Task requirements: Copy out exactly the lines from the one containing "Target: white bird logo" to the end of the records below, both included, and nothing else.
* * * * * * *
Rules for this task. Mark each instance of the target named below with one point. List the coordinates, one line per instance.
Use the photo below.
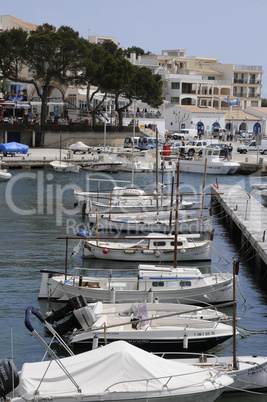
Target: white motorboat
(152, 248)
(119, 197)
(105, 162)
(65, 167)
(214, 164)
(148, 331)
(4, 174)
(79, 147)
(139, 162)
(156, 225)
(167, 284)
(116, 372)
(173, 312)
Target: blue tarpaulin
(14, 147)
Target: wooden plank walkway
(247, 215)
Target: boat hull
(194, 253)
(163, 344)
(192, 166)
(57, 288)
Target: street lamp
(233, 126)
(247, 124)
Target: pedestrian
(230, 150)
(225, 152)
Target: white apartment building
(203, 81)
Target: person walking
(226, 155)
(230, 151)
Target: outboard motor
(74, 303)
(9, 377)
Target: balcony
(254, 82)
(240, 81)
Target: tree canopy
(59, 56)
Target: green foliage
(61, 56)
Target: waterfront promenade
(41, 158)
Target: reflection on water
(29, 243)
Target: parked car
(128, 142)
(175, 145)
(245, 134)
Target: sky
(233, 31)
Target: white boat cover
(116, 368)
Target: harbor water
(37, 207)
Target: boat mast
(203, 188)
(235, 273)
(176, 216)
(132, 184)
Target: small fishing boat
(152, 248)
(148, 331)
(156, 225)
(214, 164)
(134, 310)
(65, 167)
(105, 162)
(115, 372)
(167, 284)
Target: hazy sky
(233, 31)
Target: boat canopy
(117, 367)
(14, 147)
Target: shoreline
(40, 158)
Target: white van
(149, 143)
(128, 142)
(252, 146)
(183, 134)
(189, 133)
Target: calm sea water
(37, 207)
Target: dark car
(222, 148)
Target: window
(175, 85)
(83, 105)
(72, 100)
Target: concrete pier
(246, 219)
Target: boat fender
(9, 377)
(185, 341)
(32, 310)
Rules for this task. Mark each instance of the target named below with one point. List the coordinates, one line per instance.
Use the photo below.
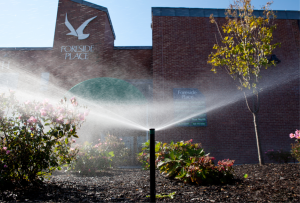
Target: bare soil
(268, 183)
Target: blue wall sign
(189, 102)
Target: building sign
(189, 102)
(79, 32)
(80, 52)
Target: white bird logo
(79, 31)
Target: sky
(31, 23)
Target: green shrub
(187, 162)
(91, 158)
(296, 147)
(28, 149)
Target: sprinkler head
(152, 131)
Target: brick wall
(67, 71)
(181, 46)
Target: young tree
(245, 44)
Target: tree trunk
(254, 111)
(260, 158)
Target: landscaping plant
(91, 158)
(296, 147)
(243, 47)
(35, 138)
(187, 162)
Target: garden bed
(268, 183)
* * * * * * *
Output below:
Target: white bird logo
(79, 31)
Target: sky
(31, 23)
Target: green shrub
(187, 162)
(91, 158)
(296, 147)
(28, 149)
Target: sprinkler head
(152, 131)
Target: brick wall
(67, 71)
(181, 46)
Target: young tree
(245, 44)
Target: tree trunk
(254, 111)
(260, 158)
Target: landscaping plant
(91, 158)
(296, 147)
(243, 47)
(35, 138)
(187, 162)
Target: garden bed
(268, 183)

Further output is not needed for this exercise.